I wouldn't leave the bunches out during anything more than a brief, superficial freeze/frost. If it's forecast to frost then cover the bunch with a towel or other cloth covering so the frost can't settle on the fruit.

If I have late-flowering bananas (after Labor Day), I cut the bunch(es) down the day prior to the first freeze and place them on top of the refrigerator. Usually sometime in January they suddenly turn yellow and are quite tasty. I have done this with 'Orinoco' and the only downside is that, if the fruit are very immature, there may be a "core" running down the center of the banana. This can easily be worked around while eating, and the flesh is still delicious. I'm sure you could also use the ethylene gas/apple-in-a-bag treatment if you're in a hurry.

Congratulations on your 'Ice Cream' bloom, I've waited three years with mine here in my 9a garden, and though my clump has turned into a gigantic thing 15-20 feet tall and 6' wide at the base, with stems persisting from last season, still no flowers/fruit. I personally have found 'Ice Cream' to be a disappointment here for that reason, and also because its trunks tend to rot out in winter here more than other types. 'Orinoco' is a dependable bearer, and one that's far superior to even that is 'Belle.' This monster-strong plant was a mere 6" tall pup in June 2007, grew like a weed and the trunk stayed up and firm through 23F and 15 hours below freezing (plus two other good mid-20s freezes), and a large bunch of bananas emerged from the largest stalk this July, 13 months after planting the pup. It is now a large, impressive clump and I look forward to tasting this Philippine variety.

*Supplied material*.
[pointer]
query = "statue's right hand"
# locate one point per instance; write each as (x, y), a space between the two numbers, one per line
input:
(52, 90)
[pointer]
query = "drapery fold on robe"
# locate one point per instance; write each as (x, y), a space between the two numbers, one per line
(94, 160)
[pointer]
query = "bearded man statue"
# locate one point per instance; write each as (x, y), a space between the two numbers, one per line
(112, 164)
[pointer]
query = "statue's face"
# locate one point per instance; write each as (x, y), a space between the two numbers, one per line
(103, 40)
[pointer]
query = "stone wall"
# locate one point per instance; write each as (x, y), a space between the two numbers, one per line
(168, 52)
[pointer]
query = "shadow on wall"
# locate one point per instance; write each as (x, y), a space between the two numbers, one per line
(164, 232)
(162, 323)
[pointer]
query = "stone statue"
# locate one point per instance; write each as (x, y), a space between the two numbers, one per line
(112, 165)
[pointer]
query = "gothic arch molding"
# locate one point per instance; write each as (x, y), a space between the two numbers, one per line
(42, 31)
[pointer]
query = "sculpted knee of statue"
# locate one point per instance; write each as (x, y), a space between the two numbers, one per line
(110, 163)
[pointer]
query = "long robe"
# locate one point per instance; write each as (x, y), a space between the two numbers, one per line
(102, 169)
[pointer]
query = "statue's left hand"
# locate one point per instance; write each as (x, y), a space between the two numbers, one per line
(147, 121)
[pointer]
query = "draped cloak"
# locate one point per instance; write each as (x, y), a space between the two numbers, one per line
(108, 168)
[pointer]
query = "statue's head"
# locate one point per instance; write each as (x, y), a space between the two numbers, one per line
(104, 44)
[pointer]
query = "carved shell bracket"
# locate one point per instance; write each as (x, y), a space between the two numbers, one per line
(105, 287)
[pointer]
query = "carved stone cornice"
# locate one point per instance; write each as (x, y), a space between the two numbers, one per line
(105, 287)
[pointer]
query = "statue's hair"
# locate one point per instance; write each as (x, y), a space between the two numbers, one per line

*Work to be completed*.
Does the banana text agree with each statement below? Give yes or no for each, with the deciding words of the text quoted.
1. The writer cuts late-flowering bunches down the day before the first freeze.
2. The writer's 'Ice Cream' clump has produced flowers.
3. The 'Belle' plant began as a pup in June 2007.
The data stand apart from the banana text.

*In response*.
1. Yes: "I cut the bunch(es) down the day prior to the first freeze"
2. No: "still no flowers/fruit"
3. Yes: "was a mere 6" tall pup in June 2007"